[[ TEXT SEGMENT, beginning ]]
In the case of China, the Muslim community studied is the Hui, a minority group that has survived for centuries despite periods of severe government persecution. In Indonesia, the focus of the study is the Minangkabau, a minority group in West Sumatra that is considered to be the largest matrilineal society in the world. In the Old City of Hyderabad, India an education project has been developed for impoverished Muslim, Hindu, and Dalit girls. And finally, there is the case of Ismaili women who have settled in Canada after living in East Africa, and the role education has played in their lives.
These studies, all based on fieldwork and qualitative research, focus on the influence of education on gender, ethnicity, and religious identity formation, and the role of Muslim communities in supporting and developing educational opportunities for girls.
Educating Girls in West Sumatra: Creating Muslim, Gender, and Minangkabau Identities
Lucy Whalley, US Army Corps of Engineers
The study of curricula and experience in educational institutions is a means to understand representations of religion, culture, and gender in society. In the late 1980s, I studied private and public Muslim girl's education in West Sumatra, Indonesia to understand how women engage in and reproduce their identity as Muslims and Minangkabau.
As ethnic Minangkabau, women inherit property; descent follows the female line from mother to daughter; and a husband was traditionally a visitor in his wife's house. I discovered a rich tradition of educating Muslim girls to be virtuous women and productive citizens that began in West Sumatra in 1923 with the founding of the Diniyah Putri, a Muslim school for girls. This presentation will reflect on Minangkabau Muslims' rationale for educating girls, 1980s national ideals on the education of women, and women's perspectives on their educational experience and being Minangkabau Muslims. I will address how educating women created Muslim and Indonesian citizens in the 1980s and reproduced religion, culture, and gender in Minangkabau society.
"Educate a Man, Educate an Individual; Educate a Woman, Educate a Nation": The Role of Women in Rebuilding Communities in Muslim China
Jacqueline Armijo-Hussein, Zayed University, United Arab Emirates
This research project documents the active role played by Muslim girls and young women in the revival of Islamic education and Chinese Muslim identity in China today. Many of the young women who attend the Islamic schools and colleges set up in the aftermath of the Cultural Revolution (1966 - 1976), go on to become teachers themselves, either working in Islamic schools that are already established or helping to establish new schools in poor and remote regions. Several recent graduates have also established Islamic preschools and after-schools for Muslim children. In China, the state maintains complete control over the curricula of all primary and secondary schools, therefore the Islamic classes offered in preschools, after-school programs, and during school vacations, represent an important means by which Muslim communities are reviving their religious identity.
[[ TEXT SEGMENT, end ]]
[[ THE DATA, beginning ]]
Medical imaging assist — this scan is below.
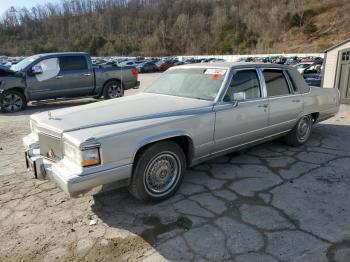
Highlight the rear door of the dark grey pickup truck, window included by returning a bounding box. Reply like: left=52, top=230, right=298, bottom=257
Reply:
left=56, top=55, right=94, bottom=97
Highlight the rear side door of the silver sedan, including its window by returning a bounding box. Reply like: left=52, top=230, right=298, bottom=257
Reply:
left=262, top=69, right=303, bottom=134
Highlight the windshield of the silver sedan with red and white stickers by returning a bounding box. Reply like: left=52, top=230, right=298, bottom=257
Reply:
left=144, top=68, right=227, bottom=101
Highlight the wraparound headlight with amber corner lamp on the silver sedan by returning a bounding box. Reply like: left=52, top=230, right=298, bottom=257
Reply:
left=64, top=142, right=101, bottom=167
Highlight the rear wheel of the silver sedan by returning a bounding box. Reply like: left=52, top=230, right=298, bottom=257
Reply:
left=285, top=115, right=313, bottom=146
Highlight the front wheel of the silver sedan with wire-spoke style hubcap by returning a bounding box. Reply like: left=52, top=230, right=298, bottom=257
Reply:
left=128, top=141, right=186, bottom=202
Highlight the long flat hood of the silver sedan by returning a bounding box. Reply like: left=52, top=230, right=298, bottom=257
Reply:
left=31, top=93, right=213, bottom=136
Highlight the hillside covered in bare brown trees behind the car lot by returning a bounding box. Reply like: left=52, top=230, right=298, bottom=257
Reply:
left=0, top=0, right=350, bottom=56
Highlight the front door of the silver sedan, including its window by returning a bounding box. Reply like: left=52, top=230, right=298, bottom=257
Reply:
left=214, top=69, right=268, bottom=152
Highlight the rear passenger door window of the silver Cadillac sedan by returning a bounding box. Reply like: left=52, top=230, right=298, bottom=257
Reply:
left=263, top=69, right=290, bottom=96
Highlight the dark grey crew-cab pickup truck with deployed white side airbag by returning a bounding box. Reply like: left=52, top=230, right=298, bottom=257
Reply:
left=0, top=53, right=139, bottom=112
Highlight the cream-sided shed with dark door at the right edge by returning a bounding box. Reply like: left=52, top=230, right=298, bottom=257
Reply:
left=321, top=38, right=350, bottom=104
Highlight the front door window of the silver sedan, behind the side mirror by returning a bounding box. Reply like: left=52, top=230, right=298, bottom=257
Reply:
left=224, top=70, right=261, bottom=102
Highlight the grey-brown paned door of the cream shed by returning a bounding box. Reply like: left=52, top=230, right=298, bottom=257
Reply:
left=338, top=49, right=350, bottom=104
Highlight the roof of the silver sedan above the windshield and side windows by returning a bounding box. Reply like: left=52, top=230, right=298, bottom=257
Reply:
left=172, top=62, right=289, bottom=68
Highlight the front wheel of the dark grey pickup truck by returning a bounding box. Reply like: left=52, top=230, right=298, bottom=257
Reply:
left=0, top=90, right=27, bottom=113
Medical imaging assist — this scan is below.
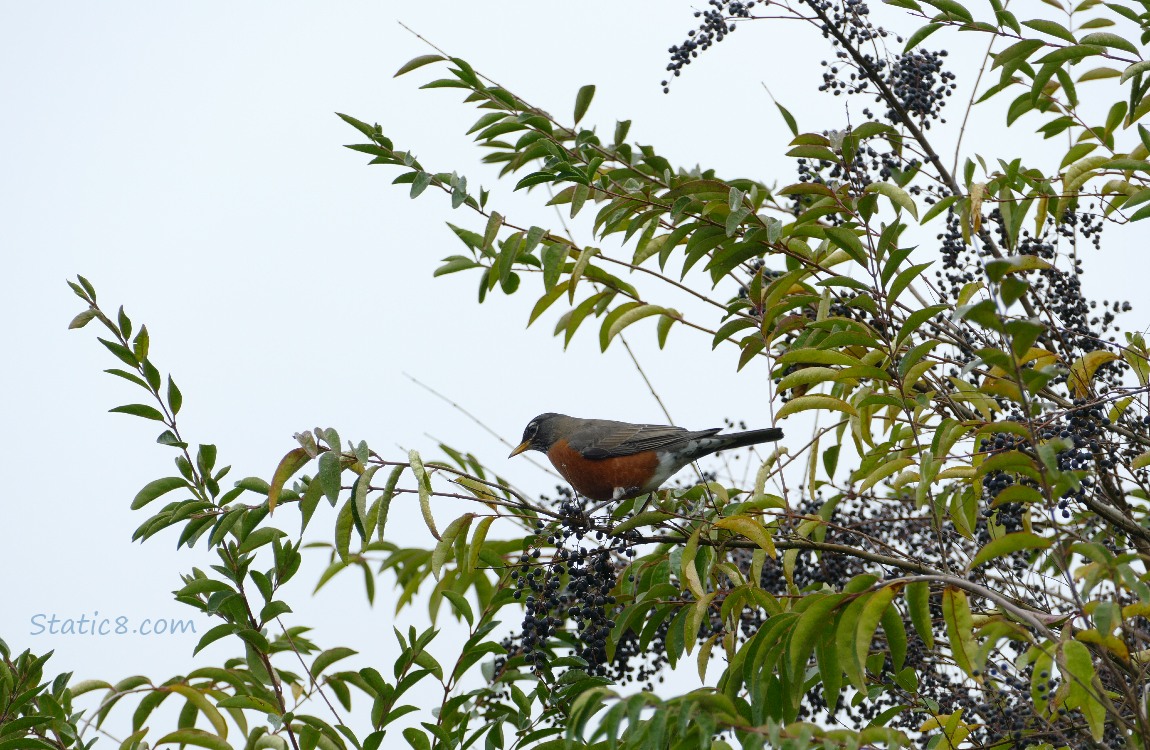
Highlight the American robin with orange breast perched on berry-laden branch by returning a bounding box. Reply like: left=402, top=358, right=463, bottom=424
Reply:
left=507, top=413, right=783, bottom=502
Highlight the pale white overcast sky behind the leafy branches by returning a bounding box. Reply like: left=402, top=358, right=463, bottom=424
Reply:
left=0, top=0, right=1147, bottom=745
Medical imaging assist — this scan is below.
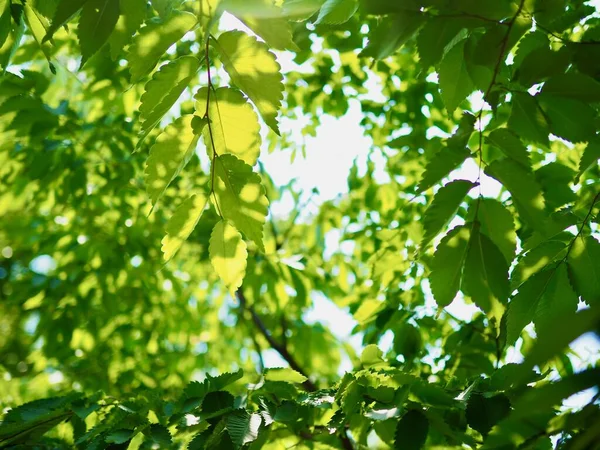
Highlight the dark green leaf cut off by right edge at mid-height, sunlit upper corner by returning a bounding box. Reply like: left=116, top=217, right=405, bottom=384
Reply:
left=567, top=236, right=600, bottom=305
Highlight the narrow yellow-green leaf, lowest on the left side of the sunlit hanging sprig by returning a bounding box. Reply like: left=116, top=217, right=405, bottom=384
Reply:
left=161, top=194, right=208, bottom=262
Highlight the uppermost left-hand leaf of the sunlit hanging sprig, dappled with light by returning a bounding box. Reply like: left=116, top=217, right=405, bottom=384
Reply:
left=127, top=11, right=197, bottom=83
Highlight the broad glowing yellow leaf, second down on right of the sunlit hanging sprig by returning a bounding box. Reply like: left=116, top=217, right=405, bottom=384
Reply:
left=194, top=88, right=261, bottom=166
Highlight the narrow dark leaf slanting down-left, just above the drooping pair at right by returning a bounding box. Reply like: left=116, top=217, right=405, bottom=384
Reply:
left=421, top=180, right=477, bottom=249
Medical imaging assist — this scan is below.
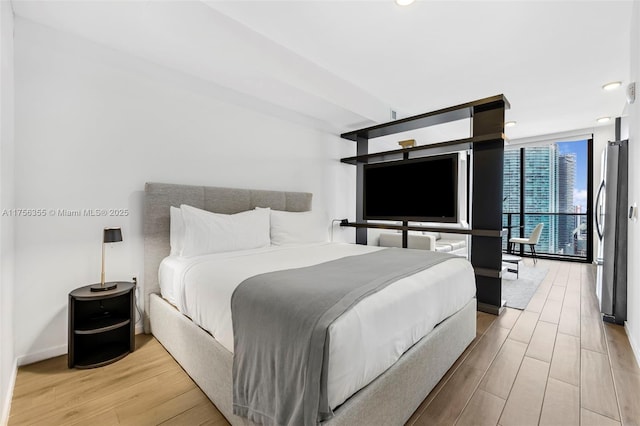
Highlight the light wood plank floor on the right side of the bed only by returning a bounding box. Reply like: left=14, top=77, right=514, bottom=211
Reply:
left=408, top=259, right=640, bottom=426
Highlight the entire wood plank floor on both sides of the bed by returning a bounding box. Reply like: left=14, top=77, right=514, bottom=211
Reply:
left=9, top=260, right=640, bottom=426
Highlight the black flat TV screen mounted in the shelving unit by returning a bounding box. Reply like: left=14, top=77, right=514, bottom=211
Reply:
left=363, top=153, right=458, bottom=223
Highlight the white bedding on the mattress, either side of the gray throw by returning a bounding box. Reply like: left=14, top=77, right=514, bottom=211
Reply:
left=159, top=243, right=476, bottom=408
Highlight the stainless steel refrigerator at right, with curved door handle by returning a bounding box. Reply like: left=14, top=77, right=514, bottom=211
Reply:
left=595, top=140, right=629, bottom=324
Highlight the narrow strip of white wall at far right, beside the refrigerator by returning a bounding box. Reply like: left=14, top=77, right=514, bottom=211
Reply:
left=626, top=2, right=640, bottom=364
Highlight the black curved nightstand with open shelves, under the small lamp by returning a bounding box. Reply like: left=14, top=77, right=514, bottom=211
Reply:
left=68, top=282, right=136, bottom=368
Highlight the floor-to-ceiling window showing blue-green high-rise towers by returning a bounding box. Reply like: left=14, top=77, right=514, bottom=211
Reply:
left=503, top=140, right=593, bottom=262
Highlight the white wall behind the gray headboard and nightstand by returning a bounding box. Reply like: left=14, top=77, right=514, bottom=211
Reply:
left=14, top=19, right=355, bottom=363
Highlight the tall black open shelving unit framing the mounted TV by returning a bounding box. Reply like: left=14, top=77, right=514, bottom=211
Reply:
left=341, top=95, right=510, bottom=315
[[ THE DATA, end ]]
> TASK REQUIREMENTS
(a) Print everything in the text on Muslim girls' education from "In the case" down to "in their lives.".
(b) According to the text on Muslim girls' education, which group is considered the largest matrilineal society in the world?
(c) In the text on Muslim girls' education, condense the paragraph beginning "This research project documents" into a short list that keeps its main facts.

> WRITTEN ANSWERS
(a)
In the case of China, the Muslim community studied is the Hui, a minority group that has survived for centuries despite periods of severe government persecution. In Indonesia, the focus of the study is the Minangkabau, a minority group in West Sumatra that is considered to be the largest matrilineal society in the world. In the Old City of Hyderabad, India an education project has been developed for impoverished Muslim, Hindu, and Dalit girls. And finally, there is the case of Ismaili women who have settled in Canada after living in East Africa, and the role education has played in their lives.

(b) The Minangkabau, a minority group in West Sumatra, Indonesia.

(c)
- The project documents how Muslim girls and young women are helping revive Islamic education and Chinese Muslim identity in China today.
- Many young women who attended Islamic schools and colleges founded after the Cultural Revolution (1966–1976) become teachers. They work in established Islamic schools or help found new ones in poor and remote regions.
- Several recent graduates have set up Islamic preschools and after-schools for Muslim children.
- The state fully controls primary and secondary curricula. Islamic classes in preschools, after-school programs and school vacations are therefore an important way for Muslim communities to revive their religious identity.